>>>
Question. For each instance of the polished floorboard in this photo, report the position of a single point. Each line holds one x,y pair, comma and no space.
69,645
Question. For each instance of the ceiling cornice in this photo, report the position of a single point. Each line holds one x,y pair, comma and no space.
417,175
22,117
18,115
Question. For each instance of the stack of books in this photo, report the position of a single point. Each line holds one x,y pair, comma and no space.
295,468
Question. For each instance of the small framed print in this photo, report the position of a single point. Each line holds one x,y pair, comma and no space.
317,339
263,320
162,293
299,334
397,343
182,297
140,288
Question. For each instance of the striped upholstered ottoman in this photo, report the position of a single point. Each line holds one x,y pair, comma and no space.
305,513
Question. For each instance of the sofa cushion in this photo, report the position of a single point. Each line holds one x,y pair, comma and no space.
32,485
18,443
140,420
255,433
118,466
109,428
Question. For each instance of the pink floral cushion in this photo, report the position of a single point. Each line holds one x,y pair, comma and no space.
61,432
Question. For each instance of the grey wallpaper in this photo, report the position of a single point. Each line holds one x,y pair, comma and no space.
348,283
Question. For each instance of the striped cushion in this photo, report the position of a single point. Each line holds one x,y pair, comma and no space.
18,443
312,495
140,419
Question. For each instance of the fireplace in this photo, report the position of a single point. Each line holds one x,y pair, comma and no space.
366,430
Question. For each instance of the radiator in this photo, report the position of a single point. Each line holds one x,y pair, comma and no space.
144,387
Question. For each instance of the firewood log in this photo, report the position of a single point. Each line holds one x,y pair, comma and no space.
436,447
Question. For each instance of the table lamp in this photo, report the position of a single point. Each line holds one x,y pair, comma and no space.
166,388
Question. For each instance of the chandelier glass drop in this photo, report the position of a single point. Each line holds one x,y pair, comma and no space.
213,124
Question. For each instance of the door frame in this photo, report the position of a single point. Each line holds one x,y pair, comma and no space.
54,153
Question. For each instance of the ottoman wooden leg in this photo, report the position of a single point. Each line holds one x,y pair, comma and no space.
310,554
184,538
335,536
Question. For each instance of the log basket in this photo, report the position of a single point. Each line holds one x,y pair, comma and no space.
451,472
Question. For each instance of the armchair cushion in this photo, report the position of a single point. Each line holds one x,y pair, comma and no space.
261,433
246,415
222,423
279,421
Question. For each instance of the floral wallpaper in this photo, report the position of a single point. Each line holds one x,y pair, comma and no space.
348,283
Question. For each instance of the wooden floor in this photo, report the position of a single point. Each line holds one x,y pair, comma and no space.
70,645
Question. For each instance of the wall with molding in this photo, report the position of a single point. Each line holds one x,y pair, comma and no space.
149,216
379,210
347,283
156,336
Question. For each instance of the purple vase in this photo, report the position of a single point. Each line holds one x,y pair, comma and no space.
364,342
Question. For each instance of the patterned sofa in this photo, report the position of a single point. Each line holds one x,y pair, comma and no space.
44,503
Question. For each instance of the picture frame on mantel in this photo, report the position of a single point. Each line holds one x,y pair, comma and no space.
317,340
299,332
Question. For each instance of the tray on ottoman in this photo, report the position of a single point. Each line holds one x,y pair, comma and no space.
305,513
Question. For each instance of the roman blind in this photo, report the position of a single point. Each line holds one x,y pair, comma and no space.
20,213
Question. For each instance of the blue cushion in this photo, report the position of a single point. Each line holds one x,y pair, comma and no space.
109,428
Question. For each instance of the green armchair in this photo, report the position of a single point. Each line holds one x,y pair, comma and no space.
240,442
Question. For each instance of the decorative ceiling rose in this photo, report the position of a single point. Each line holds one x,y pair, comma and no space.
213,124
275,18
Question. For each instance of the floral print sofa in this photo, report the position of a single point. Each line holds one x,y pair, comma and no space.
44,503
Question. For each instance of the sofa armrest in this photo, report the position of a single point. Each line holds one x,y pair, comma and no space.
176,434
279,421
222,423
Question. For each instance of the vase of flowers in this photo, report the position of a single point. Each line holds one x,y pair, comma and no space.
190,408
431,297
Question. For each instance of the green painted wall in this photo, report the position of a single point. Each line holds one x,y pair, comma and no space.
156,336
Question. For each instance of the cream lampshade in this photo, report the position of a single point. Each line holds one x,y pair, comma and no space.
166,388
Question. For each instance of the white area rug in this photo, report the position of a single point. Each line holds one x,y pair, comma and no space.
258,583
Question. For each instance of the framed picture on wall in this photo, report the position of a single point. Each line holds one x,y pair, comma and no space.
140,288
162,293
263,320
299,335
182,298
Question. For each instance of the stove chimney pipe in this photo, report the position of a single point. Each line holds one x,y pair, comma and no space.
<<<
Task requirements: Your task is to reproduce the whole listing exactly.

Answer to this exercise:
Question. For each instance of the polished floorboard in this photo, report the position of a single point. Each line holds one x,y pair, comma and no space.
69,645
Question. For each instance of the ceiling cornice in this photo, report the position of a single point. Each line holds one x,y pair, comma and no space.
417,175
22,117
18,115
Question. For each instance of the stack of books in this photo, report the position of a single point. Each line holds one x,y pair, comma and no space.
295,468
Question. For each instance of the small framed print in this photo, report the position of a single point. Each line holds one x,y pair, comma and no space.
317,339
263,320
162,293
299,334
397,343
182,297
140,288
Question. For each instance of the striped upholstered ottoman in this photo, report the position of a single point. Each line holds one x,y pair, comma and no space.
305,513
Question. For each instance of the sofa cushion in this photo, report the position of a single point. Each line holds one x,y pair, comma and no space.
32,485
18,443
140,420
255,433
118,466
109,428
Question. For each instance of the pink floral cushion in this photo, report the position of a single point. Each line holds one x,y pair, comma and no space.
61,432
Question. For each instance of the grey wallpaper in this photo, report the position of a single point. Each line holds one x,y pair, comma and no space.
348,283
Question. For each instance of the striped cushion in this photo, report the position of a single point. Each line holds one x,y pair, comma and no space.
18,443
312,495
140,419
Question. For each instance of the fireplace in this photo, report the position of a single point. Each line holds one x,y pair, comma and no space.
366,430
Question. For each instance of the radiator in this photo, report the position of a single point. Each line holds one x,y pair, comma and no space.
144,387
Question. For each instance of the firewood log in this photo, report the position of a single point. Each line holds one x,y pair, comma and no space.
436,447
Question. For each instance of the table lamp in this photo, report the position of a single point. Each line holds one x,y pair, comma and no space.
166,388
Question. For each instance of the chandelier glass drop in this photo, report the position of a single point. Each line holds one x,y pair, comma and no space.
213,124
Question. For each instance of the door frame in this photo, report the position of a single point. Each line holds one x,y pair, comma and no space.
54,153
Question. For each instance of the ottoman wooden leg in this photo, report the position of a single point. Each line holds one x,y pair, comma and no space.
310,554
184,538
335,536
Question. For each instance of the log basket in this photo, report the position of a single point. Each line holds one x,y pair, comma and no space.
451,472
Question. For each instance of the armchair cushion in this photo, report the position of a single point. Each line holds one x,y pair, comma and no space.
261,433
246,415
222,423
279,421
Question. For each instance of the floral wallpaper in this photo, report the position of a single point. Each line holds one x,y pair, comma and no space.
348,283
Question. For each instance of the wooden floor in this photo, report the position of a single point. Each line holds one x,y pair, comma and no space.
70,645
Question. For each instance of the wall with molding in this photo, report the position of a single point. Each line holds one x,y pair, comma and no space.
149,216
379,210
347,283
156,336
Question. For each instance of the purple vase in this photo, report the position of a single point. Each line holds one x,y pair, comma and no space.
364,342
Question. For each instance of the patterned sofa in this photo, report the position of a single point. Each line holds one x,y pair, comma and no space.
44,503
Question. For each instance of the picture frame on mantel in this photo, report the position of a single point. Each line holds one x,y pair, comma and no space.
317,340
299,332
Question. For each instance of the tray on ottoman in this photo, report the position of a single point. Each line holds one x,y pair, comma and no space.
305,513
Question. For each instance of the roman blind in this photo, report the position of a single point. Each line holds one x,y pair, comma and no space.
20,213
Question. For each instance of the blue cushion in this photo, report the position of a single point. Each line holds one x,y pair, comma and no space.
109,428
Question. For each instance of the green armchair in this photo, report the position of a single point. Each line holds one x,y pair, comma and no space.
240,442
Question. For each instance of the decorative ceiling rose in this photo, report the position of a single point. Each line holds one x,y pair, comma and no space.
213,124
275,18
Question. For each instance of the floral print sofa in this photo, report the position of a single point. Each line holds one x,y pair, comma and no space.
44,503
Question. For each instance of the sofa armrest in this photo, report the position of a single point. Each line holds one x,y pair, comma and no space.
176,434
279,421
222,423
Question. For each instance of the vase of flowers in this photo, report the position of a single point. Each line holds one x,y pair, comma and no space.
190,408
431,297
Question. For each instance of the green painted wall in this photo, report the position of a single point. Each line holds one x,y pair, comma and no space.
156,336
Question. For each instance of the cream lampshade in this photo, report the position of a single point. Each line holds one x,y pair, comma and no space.
166,388
Question. For each instance of the white area rug in this photo, report the position of a single point. Each line holds one x,y pair, comma and no space.
258,583
Question. For each instance of the framed picture on wall in this photo, report the position of a single point. Each line holds one x,y pair, comma and no space.
140,288
162,293
263,320
299,335
182,298
Question. For each instance of the stove chimney pipe in this photo, report the position of a single point. Each line holds one x,y pair, comma and no space.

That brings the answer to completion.